*REQUEST:* Please rewrite the excerpt about the album Anthem between "The album it" and "said in 2011.", inclusive, replacing "Wembley" with "Earls Court".

*EXCERPT PROVIDED:*

::::

The album it was taken from, entitled Anthem (1981), reached No. 2 that same year, and also featured the hit "I Want to Be Free", which charted highly in the UK (No. 8), Ireland (No. 10) and South Africa (No. 10). "It was resonated with how I felt about my school years which was very strong even if I was only 22", Toyah said later. The singer felt "We Are" might have been released as a single too. "I think history would have been re-written and we would have played Wembley in 1982 instead of Hammersmith for two nights. This was discussed between Safari and the promoters, that I could have been the first female artist to play Wembley Arena, but everyone played safe. Back then there would have been an audience backlash if we released three songs off the same album, we'd have been accused of ripping the fans off, it just wasn't done", she said in 2011.

A non-album single, "Thunder in the Mountains", also hit the No. 4 spot. "In 'Thunder in the Mountains' I wanted to be Bodicea, set in the future, a woman breaking free… everything I did that year was on the concept of breaking free", Toyah commented later. The Four More from Toyah EP followed, with its lead track "Good Morning Universe". This introduced Simon Phillips on drums (having previously played for Judas Priest and Brian Eno), who had replaced Nigel Glockler (who had left to join Saxon who were prominent on the New wave of British heavy metal circuit). "Simon Phillips joining the band certainly changed me and Joel, he was so totally bloody awesome. He raised the bar and gave the band huge credibility", Willcox later remarked. Both Phillips and Spalding later were quoted to mention their time with the band Toyah as being a turning point for them as musicians. "We were a great band. We had a kind of ESP on stage. For many musicians, they are told what they can and can't play and above all must never shine above the lead singer. With me I want a solid team where all the members are unique and I think this is why Phil and Simon enjoyed the experience", Willcox said.

::::

*STORED RECORDS:*
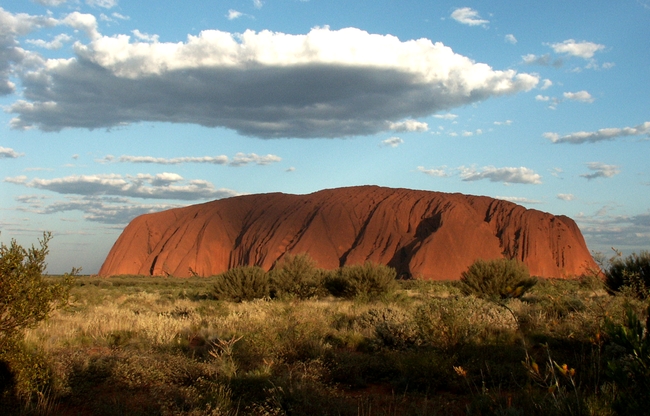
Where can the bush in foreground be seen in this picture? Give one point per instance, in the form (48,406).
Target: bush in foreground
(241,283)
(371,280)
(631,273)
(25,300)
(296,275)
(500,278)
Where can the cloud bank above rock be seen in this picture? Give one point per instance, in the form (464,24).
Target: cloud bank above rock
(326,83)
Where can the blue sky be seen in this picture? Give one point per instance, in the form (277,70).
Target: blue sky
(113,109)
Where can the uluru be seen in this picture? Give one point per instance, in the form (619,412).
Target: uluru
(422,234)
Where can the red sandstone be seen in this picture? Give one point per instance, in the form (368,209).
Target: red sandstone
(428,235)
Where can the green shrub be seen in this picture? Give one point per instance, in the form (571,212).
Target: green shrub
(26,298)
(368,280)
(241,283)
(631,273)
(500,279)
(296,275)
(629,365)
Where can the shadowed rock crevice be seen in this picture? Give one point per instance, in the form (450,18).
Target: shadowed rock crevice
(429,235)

::::

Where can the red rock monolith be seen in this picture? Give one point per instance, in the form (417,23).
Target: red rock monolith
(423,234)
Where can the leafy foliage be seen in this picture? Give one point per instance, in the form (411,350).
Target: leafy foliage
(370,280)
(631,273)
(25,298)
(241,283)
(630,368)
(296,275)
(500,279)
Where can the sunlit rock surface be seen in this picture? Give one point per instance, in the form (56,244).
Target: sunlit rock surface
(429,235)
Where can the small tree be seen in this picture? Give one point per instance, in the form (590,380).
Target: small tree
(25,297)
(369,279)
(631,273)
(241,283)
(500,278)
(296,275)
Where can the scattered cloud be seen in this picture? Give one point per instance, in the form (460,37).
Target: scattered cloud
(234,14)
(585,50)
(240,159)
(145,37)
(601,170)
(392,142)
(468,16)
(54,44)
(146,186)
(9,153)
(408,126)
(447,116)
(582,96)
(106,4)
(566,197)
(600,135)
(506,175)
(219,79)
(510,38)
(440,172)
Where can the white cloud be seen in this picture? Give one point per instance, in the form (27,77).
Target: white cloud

::::

*ANSWER TO THE EXERCISE:*
The album it was taken from, entitled Anthem (1981), reached No. 2 that same year, and also featured the hit "I Want to Be Free", which charted highly in the UK (No. 8), Ireland (No. 10) and South Africa (No. 10). "It was resonated with how I felt about my school years which was very strong even if I was only 22", Toyah said later. The singer felt "We Are" might have been released as a single too. "I think history would have been re-written and we would have played Earls Court in 1982 instead of Hammersmith for two nights. This was discussed between Safari and the promoters, that I could have been the first female artist to play Earls Court Arena, but everyone played safe. Back then there would have been an audience backlash if we released three songs off the same album, we'd have been accused of ripping the fans off, it just wasn't done", she said in 2011.